**Your task**
Please show every line of the material below that contains the word "trunk", copying each such line in full.

[Information provided start]

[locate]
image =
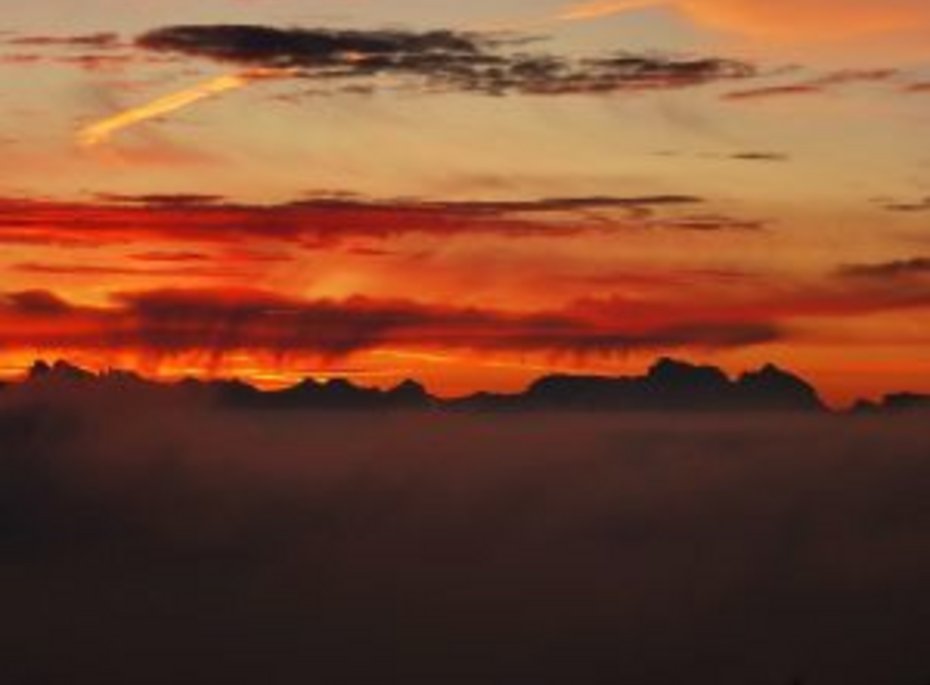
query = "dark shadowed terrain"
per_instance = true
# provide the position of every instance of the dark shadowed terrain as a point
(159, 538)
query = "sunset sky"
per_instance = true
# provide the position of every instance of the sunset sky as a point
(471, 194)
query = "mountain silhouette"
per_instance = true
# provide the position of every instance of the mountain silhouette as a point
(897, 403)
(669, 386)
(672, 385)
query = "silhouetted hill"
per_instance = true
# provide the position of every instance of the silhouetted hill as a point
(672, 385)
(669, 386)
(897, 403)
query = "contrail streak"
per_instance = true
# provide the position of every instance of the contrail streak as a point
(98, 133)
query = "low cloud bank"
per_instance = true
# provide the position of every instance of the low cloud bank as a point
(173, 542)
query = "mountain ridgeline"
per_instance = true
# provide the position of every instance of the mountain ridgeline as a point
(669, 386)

[Information provided end]
[Information provided start]

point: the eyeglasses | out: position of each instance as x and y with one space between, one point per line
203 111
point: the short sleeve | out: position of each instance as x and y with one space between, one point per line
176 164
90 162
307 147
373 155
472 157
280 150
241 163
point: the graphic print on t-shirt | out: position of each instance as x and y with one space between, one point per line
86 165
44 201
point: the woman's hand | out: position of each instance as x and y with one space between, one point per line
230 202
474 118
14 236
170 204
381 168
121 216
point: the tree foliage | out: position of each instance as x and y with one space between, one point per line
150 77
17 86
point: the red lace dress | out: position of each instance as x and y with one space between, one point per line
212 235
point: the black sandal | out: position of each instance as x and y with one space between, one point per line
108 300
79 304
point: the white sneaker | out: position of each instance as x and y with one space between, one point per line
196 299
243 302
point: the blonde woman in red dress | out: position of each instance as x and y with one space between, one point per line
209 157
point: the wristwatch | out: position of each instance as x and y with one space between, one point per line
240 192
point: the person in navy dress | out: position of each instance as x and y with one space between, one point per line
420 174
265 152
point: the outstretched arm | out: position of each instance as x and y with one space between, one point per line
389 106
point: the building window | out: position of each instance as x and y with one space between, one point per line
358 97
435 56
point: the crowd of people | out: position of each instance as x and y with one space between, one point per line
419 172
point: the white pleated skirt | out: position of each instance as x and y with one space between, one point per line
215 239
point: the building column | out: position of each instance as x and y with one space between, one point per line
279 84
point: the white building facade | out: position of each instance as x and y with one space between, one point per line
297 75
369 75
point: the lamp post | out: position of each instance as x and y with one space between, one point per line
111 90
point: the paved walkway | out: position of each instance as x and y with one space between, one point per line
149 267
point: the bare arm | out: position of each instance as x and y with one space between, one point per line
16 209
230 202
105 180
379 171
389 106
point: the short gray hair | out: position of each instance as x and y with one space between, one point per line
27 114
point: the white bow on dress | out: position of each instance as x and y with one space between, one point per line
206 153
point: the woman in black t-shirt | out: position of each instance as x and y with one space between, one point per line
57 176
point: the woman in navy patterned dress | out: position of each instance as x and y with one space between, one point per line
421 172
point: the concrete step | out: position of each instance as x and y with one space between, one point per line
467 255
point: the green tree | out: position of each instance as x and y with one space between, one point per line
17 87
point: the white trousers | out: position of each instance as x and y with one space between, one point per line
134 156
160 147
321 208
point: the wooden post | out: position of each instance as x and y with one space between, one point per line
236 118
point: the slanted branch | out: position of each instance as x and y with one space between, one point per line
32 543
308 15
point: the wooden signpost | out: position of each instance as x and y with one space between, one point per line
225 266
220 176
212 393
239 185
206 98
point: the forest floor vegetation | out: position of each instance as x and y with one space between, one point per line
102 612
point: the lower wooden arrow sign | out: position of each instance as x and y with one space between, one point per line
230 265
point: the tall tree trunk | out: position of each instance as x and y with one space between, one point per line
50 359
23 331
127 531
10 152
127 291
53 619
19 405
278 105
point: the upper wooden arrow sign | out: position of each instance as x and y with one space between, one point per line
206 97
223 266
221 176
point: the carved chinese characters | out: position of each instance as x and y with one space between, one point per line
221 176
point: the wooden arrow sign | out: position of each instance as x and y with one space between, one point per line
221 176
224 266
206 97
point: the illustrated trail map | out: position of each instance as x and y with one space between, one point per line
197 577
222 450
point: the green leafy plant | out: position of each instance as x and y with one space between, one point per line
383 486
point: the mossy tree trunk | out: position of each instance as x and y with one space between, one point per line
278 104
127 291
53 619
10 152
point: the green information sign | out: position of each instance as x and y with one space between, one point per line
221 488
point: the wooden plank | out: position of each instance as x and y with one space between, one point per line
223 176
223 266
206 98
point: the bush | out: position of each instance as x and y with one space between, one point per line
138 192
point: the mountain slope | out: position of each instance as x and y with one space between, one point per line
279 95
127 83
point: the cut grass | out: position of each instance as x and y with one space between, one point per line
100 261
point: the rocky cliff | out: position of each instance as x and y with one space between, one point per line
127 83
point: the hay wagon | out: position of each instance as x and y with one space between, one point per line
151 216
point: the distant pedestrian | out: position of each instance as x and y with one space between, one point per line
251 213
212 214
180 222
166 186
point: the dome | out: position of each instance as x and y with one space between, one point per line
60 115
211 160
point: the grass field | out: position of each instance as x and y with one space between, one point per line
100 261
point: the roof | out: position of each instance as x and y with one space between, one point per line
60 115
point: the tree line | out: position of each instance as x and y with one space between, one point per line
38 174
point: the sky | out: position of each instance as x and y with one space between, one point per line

[Information provided end]
[Information provided start]

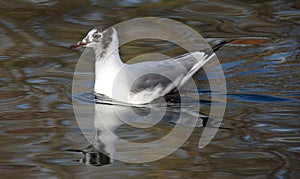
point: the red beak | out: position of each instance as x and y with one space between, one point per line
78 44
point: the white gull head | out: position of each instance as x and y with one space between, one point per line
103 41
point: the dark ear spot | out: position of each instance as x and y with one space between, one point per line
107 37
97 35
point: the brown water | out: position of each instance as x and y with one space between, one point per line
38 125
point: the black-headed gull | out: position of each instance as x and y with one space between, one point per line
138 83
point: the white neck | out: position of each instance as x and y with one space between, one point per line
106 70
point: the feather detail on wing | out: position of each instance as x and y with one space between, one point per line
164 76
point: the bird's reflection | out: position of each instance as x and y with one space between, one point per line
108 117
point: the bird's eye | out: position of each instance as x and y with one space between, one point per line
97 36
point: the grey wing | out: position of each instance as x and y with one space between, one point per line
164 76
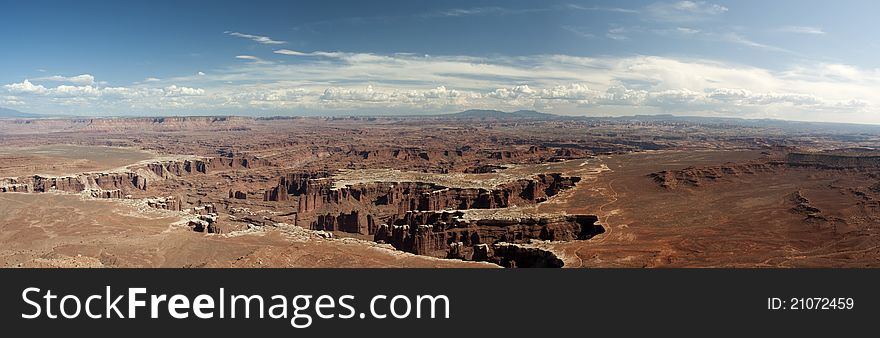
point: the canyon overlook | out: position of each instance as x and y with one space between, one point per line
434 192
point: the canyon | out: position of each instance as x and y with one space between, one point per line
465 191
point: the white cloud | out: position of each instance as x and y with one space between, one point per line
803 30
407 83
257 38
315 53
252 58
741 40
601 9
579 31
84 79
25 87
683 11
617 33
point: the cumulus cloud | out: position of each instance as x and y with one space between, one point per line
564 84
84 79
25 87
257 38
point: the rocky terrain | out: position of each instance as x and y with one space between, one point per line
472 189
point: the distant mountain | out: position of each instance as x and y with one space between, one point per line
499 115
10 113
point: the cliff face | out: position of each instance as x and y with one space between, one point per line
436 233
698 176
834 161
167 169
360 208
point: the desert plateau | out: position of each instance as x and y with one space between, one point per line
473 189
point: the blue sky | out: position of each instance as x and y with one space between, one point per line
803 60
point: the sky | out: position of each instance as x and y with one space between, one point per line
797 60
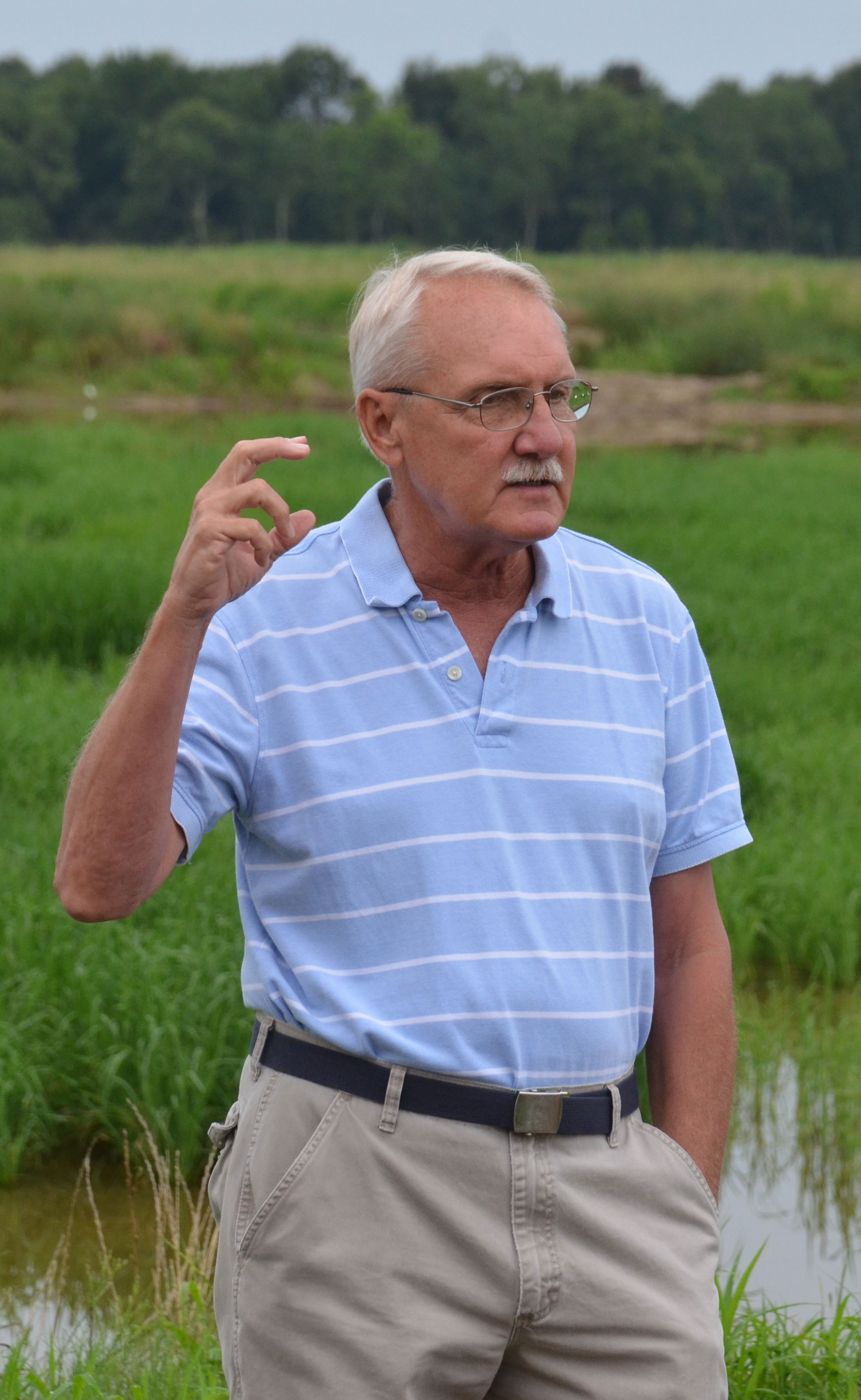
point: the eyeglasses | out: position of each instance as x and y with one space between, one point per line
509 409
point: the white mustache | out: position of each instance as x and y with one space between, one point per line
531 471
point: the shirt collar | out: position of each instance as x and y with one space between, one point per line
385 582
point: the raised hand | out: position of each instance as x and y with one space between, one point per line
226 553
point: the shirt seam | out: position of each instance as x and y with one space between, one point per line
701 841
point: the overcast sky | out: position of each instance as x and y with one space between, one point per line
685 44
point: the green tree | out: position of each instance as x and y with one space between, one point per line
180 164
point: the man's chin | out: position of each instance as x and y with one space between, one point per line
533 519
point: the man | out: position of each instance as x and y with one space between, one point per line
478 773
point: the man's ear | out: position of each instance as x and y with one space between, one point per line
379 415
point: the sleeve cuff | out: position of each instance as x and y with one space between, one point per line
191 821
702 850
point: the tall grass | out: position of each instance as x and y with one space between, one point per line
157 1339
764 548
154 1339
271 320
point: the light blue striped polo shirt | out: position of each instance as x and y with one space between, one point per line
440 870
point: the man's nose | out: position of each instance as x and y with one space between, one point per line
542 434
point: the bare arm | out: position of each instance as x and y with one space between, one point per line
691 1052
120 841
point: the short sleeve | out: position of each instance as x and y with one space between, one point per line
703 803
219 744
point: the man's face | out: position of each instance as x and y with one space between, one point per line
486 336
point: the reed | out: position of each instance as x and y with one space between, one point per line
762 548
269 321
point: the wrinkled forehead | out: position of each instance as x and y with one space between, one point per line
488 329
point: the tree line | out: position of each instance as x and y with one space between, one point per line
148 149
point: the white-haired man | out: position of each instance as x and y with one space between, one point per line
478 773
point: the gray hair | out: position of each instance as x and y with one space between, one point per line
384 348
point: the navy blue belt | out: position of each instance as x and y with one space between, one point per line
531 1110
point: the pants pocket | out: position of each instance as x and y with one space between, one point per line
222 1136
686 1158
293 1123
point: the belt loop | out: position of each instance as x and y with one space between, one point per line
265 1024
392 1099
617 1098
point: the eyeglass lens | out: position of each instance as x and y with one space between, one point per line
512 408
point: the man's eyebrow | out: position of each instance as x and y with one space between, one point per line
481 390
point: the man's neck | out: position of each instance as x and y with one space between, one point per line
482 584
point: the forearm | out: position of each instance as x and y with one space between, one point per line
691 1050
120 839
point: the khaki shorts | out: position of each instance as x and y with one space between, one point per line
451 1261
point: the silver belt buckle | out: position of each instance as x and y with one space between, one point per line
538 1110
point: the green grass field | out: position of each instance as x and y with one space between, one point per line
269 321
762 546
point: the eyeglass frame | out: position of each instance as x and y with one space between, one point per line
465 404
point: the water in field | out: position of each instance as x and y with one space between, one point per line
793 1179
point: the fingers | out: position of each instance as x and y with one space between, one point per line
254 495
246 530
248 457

[Information provided end]

**Correct output**
point: the tall tree trunk | out: position of each instance as x and y with one space between, one point per line
point: the mossy tree trunk | out: position of each instance as x and y with one space between, one point per line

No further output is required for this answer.